- **Exercice proposé 1**
Recopier à l'identique le passage de l'article sur la visite d'État d'Emmanuel Macron en Chine allant de « M. Macron a » jusqu'à « de long-courriers A330. », bornes comprises.

- **Texte affiché**
========================

L'annonce en fanfare et en chiffres de grands contrats lors des voyages à l'étranger – notamment en Chine – n'est " plus d'actualité " : ces déplacements ne sont pas faits pour cela. Emmanuel Macron l'a répété tout au long de sa visite d'Etat en Chine.
Pour les industriels français, elle s'est achevée, mercredi 10 janvier, sur un bilan honorable dont le président de la République s'est néanmoins refusé à chiffrer le montant. Pas question, a-t-il souligné, de fanfaronner comme son homologue américain, Donald Trump, qui avait estimé à quelque 220 milliards d'euros les commandes engrangées lors de son premier déplacement, alors qu'il s'agissait pour partie de mémorandums ou de lettres d'intention !
M. Macron a tout de même annoncé, mercredi, la finalisation prochaine d'un contrat de livraison de 184 A320 en 2019-2020, qui représente 18 milliards d'euros au prix catalogue
. Si l'Elysée assure qu'il s'agit d'une
" commande nouvelle ", Airbus laisse entendre que les discussions se poursuivent sur un nombre encore indéterminé d'A320 et de long-courriers A330.

========================

Enregistrements bruts:
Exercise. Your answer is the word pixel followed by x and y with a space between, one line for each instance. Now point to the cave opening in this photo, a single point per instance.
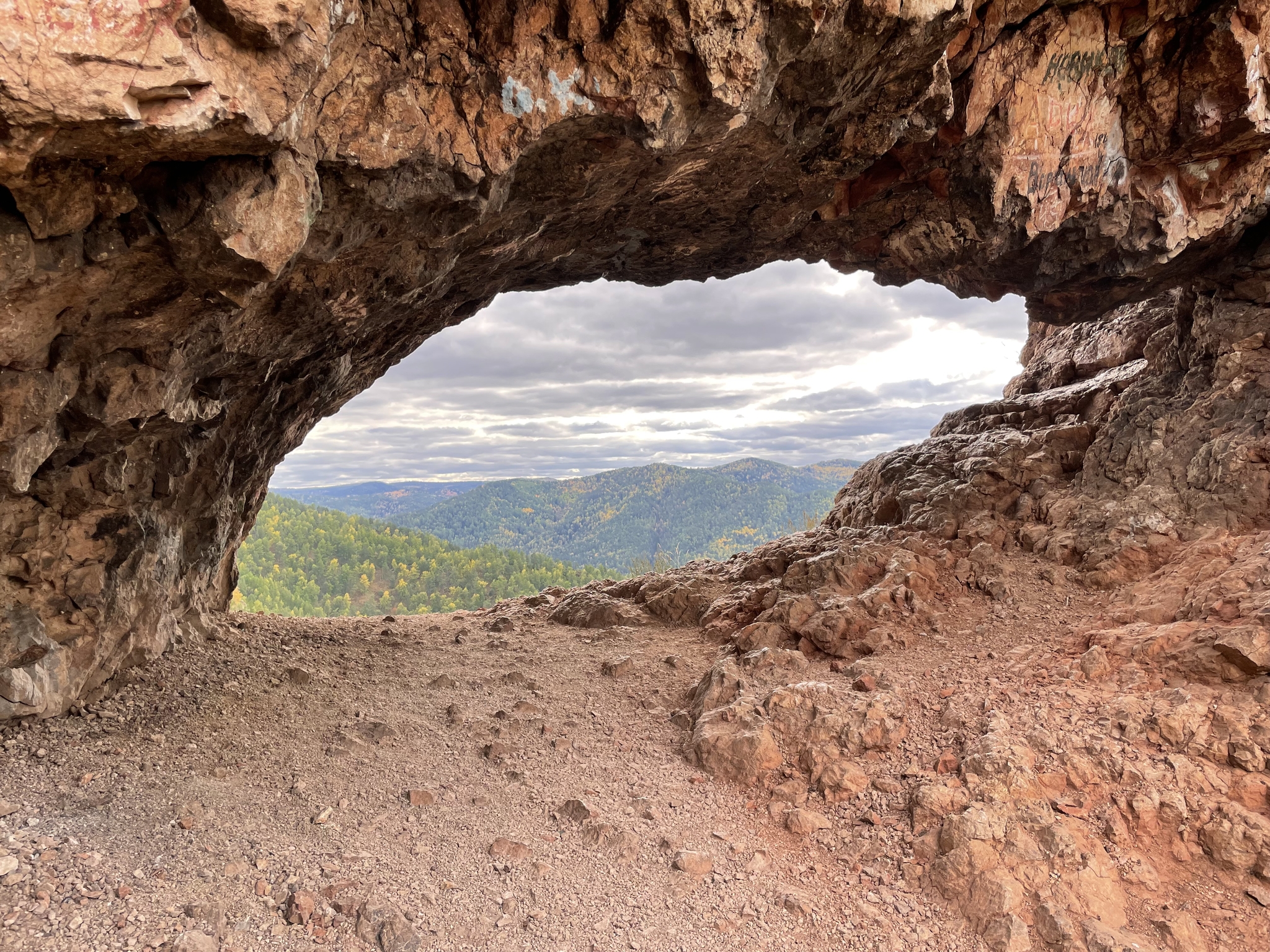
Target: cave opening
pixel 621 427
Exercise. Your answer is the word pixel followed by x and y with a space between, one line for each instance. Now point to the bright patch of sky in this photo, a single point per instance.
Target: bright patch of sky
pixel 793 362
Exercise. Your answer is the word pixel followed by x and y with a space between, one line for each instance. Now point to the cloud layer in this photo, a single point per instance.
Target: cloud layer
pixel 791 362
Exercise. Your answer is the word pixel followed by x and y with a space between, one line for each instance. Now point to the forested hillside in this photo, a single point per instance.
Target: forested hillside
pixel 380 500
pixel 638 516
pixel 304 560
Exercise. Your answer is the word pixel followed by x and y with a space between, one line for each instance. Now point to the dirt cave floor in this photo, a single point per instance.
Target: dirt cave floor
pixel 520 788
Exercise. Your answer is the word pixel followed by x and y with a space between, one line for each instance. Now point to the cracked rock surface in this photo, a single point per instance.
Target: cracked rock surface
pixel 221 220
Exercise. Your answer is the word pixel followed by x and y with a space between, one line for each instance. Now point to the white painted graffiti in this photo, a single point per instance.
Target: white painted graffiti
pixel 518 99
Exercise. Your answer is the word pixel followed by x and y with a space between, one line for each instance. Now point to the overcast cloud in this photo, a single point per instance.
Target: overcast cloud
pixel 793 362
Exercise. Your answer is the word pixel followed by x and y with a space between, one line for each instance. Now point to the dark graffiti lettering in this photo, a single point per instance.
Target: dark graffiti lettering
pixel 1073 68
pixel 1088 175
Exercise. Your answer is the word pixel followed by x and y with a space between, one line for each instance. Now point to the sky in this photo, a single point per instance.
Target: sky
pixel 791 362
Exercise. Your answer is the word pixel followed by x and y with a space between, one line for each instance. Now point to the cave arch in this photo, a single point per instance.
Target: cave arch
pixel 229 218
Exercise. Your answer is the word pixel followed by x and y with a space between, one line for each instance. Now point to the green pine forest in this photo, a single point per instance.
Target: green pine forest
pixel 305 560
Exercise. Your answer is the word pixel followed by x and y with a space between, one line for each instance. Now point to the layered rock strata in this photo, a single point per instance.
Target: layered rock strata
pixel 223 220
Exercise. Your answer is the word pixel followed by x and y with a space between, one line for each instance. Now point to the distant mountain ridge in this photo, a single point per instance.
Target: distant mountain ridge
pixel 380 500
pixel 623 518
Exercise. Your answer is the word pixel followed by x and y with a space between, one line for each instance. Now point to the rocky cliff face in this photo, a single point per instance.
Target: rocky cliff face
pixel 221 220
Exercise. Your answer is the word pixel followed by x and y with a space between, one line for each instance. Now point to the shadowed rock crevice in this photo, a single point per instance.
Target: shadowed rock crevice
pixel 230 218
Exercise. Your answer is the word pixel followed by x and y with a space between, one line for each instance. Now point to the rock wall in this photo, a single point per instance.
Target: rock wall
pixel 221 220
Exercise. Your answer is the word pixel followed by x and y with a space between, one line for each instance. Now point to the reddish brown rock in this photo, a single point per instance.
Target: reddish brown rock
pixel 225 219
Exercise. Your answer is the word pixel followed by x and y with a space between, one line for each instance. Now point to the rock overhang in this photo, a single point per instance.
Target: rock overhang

========================

- **Exercice proposé 2**
Mettre sous forme de liste numérotée les lignes des enregistrements allant de celle qui contient « to the reddish » jusqu'à la fin des enregistrements, bornes comprises, en omettant les lignes vides.

- **Résultat 1**
M. Macron a tout de même annoncé, mercredi, la finalisation prochaine d'un contrat de livraison de 184 A320 en 2019-2020, qui représente 18 milliards d'euros au prix catalogue
. Si l'Elysée assure qu'il s'agit d'une
" commande nouvelle ", Airbus laisse entendre que les discussions se poursuivent sur un nombre encore indéterminé d'A320 et de long-courriers A330.

- **Résultat 2**
1. Exercise. Your answer is the word pixel followed by x and y with a space between, one line for each instance. Now point to the reddish brown rock in this photo, a single point per instance.
2. Target: reddish brown rock
3. pixel 225 219
4. Exercise. Your answer is the word pixel followed by x and y with a space between, one line for each instance. Now point to the rock overhang in this photo, a single point per instance.
5. Target: rock overhang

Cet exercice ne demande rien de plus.